◆ PASSAGE
As Hindutva gained political power the process of coining new phrases gathered steam, and to the wordsmiths’ list were added intellectuals, students, artists, writers and poets, for that matter anyone who did not agree with them.

Particularly after the agitation upon the Jawaharlal Nehru University, even senior ministers were making reference to the ‘tukde tukde gang’ that would balkanise the country, or the ‘Khan market gang’ rooted to central Delhi, or yet again to ‘Maoists’ and ‘Urban Naxals’ , leaving many to wonder if they knew what Maoism or the Naxalbari movement were all about?

Academics and keen political observers in Gujarat say the entire effort has been a potent weapon to achieve political goals.

For sociologist and political observer Gaurang Jani, “The coining of such terminology is done keeping in mind the typical educated middle class which is both casteist and communal in outlook.

“This process is called labelling and it has intensified over the years since the people, particularly the youth, have to be kept away from alternative thought and views. It works very well with people who subscribe to biased reportage in the media, have no analytical power, no sense of history and are gullible to what is fed.”

◆ DATA SHOWN

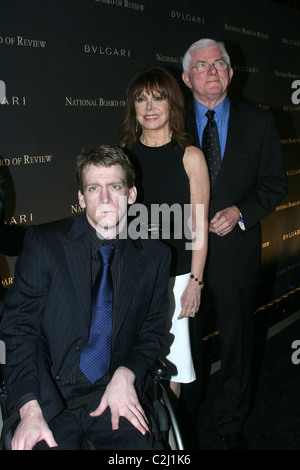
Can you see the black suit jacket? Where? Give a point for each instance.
(252, 177)
(49, 306)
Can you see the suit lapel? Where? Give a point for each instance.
(133, 264)
(77, 252)
(235, 135)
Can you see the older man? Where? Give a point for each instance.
(248, 180)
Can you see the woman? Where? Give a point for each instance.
(170, 171)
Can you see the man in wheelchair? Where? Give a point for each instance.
(66, 388)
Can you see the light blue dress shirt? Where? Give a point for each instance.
(221, 117)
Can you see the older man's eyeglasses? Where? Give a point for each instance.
(202, 66)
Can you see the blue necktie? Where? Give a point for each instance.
(95, 357)
(211, 146)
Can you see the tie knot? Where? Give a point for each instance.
(210, 114)
(106, 253)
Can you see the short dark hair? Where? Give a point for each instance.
(104, 155)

◆ THE TASKS
1: In the passage on political labelling, what name does Gaurang Jani give to the process of coining such terminology?
2: Write out the passage on political labelling between "Particularly after the" and "achieve political goals.", inclusive.

◆ OUTPUTS BY TASK
1: Labelling.

2:
Particularly after the agitation upon the Jawaharlal Nehru University, even senior ministers were making reference to the ‘tukde tukde gang’ that would balkanise the country, or the ‘Khan market gang’ rooted to central Delhi, or yet again to ‘Maoists’ and ‘Urban Naxals’ , leaving many to wonder if they knew what Maoism or the Naxalbari movement were all about?

Academics and keen political observers in Gujarat say the entire effort has been a potent weapon to achieve political goals.